*** Record extracts ***

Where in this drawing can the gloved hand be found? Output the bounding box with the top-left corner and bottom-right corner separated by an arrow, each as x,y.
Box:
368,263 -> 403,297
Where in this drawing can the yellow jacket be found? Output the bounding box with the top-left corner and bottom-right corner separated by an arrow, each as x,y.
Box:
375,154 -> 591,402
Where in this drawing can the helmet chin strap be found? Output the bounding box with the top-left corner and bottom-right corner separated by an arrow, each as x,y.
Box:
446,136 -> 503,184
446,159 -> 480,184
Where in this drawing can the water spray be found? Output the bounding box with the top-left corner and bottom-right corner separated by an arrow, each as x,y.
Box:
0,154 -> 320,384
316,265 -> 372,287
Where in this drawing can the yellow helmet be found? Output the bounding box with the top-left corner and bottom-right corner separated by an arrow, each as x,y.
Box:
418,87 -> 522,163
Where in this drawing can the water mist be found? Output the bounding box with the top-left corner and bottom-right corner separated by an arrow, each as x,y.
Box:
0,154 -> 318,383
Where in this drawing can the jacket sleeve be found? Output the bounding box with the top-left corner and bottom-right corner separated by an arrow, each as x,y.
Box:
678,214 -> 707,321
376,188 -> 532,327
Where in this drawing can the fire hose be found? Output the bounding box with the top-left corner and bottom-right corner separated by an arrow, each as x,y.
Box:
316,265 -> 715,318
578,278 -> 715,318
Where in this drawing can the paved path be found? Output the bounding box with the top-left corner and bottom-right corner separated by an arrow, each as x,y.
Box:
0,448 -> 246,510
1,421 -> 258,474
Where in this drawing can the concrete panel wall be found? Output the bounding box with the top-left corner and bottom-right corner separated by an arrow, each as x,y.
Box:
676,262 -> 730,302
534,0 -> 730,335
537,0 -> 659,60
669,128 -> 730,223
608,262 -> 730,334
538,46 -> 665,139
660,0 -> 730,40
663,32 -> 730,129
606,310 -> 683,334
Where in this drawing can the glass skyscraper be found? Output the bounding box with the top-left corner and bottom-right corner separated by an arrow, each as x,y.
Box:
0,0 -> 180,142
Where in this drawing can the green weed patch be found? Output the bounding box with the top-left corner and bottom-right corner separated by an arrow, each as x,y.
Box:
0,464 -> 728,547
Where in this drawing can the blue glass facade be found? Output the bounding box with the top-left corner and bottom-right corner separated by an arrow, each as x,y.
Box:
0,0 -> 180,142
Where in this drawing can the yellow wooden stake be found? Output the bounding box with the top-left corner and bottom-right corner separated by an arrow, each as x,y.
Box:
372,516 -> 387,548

***

## Exercise goal:
Reproduce all of the material verbatim.

## Task response:
Where in this drawing can the gloved hand be found? Output the bounding box with the top-left corner and bottom-right corner separated by an arrow, each as x,y.
Box:
368,263 -> 403,297
Where in this drawing can the yellow jacket be found? Output the bounding box with the top-left corner and bottom-right corner separated by an arrow, each as x,y.
Box:
375,154 -> 591,402
Where in this drawing can the helmet chin strap be found? Output the bounding box with the top-left corner and bottom-right corner separated by an arrow, each as x,y.
Box:
446,136 -> 503,184
446,159 -> 480,184
Where in this drawing can the water spray be found? Output the bounding box with the top-left corner and bottom-right corner separated by an arrow, each as x,y.
Box:
0,154 -> 320,384
316,265 -> 372,287
Where in this drawing can the yellow helmet be found? Output the bounding box with the top-left corner and bottom-right corner separated by an arrow, each as x,y.
Box:
418,87 -> 522,163
Where in this drawing can the water mist be found? Output the bounding box with the top-left corner and bottom-right corner separated by an arrow, each as x,y.
Box:
0,154 -> 318,383
Where in this drawing can the jacket sleeve be found? Output the bounding box with the top-left corner and bottom-right corner separated by an arrow, each as x,y.
Box:
678,214 -> 707,321
376,188 -> 532,327
Where in this drawing can the fire hose be found? Output the bounding box with the top-left corner and bottom-right corner separated by an arrow, each as x,y.
Box:
316,265 -> 715,318
578,278 -> 715,318
Where in this drawing can the paved path be found? Output the bounding box with the top-left corner and bottom-right corner separated by an arrow, each as x,y.
Box:
0,448 -> 246,510
1,421 -> 258,474
Where in this drawing can the concrete panel wall be found? Output the bounding box with the top-left corner and bottom-right corner separated by an arrow, each as x,y.
Box:
676,262 -> 730,302
534,0 -> 730,335
537,0 -> 659,60
669,128 -> 730,223
608,262 -> 730,334
538,46 -> 665,139
660,0 -> 730,40
663,32 -> 730,129
606,310 -> 683,334
Where in this drawing can the glass skyscraper be found? Output the bounding box with the top-left corner and bottom-right corner separated by an arrow, each as x,y.
Box:
0,0 -> 180,142
Where in this drawing can the green weed patch be found? Output the bounding box with the top-left corner and bottom-right corner separated by an arrow, each as x,y.
Box:
0,464 -> 728,547
Where in this drawing can the blue glass facade be found? Output the bounding box with the top-left corner and bottom-right corner separated by an arrow, each as x,y.
Box:
0,0 -> 180,142
Where in this drawing can the yellow wooden stake be found? Output the bounding box with the top-left corner and bottom-right corner separated by an arrow, each as x,y.
Box:
372,516 -> 387,548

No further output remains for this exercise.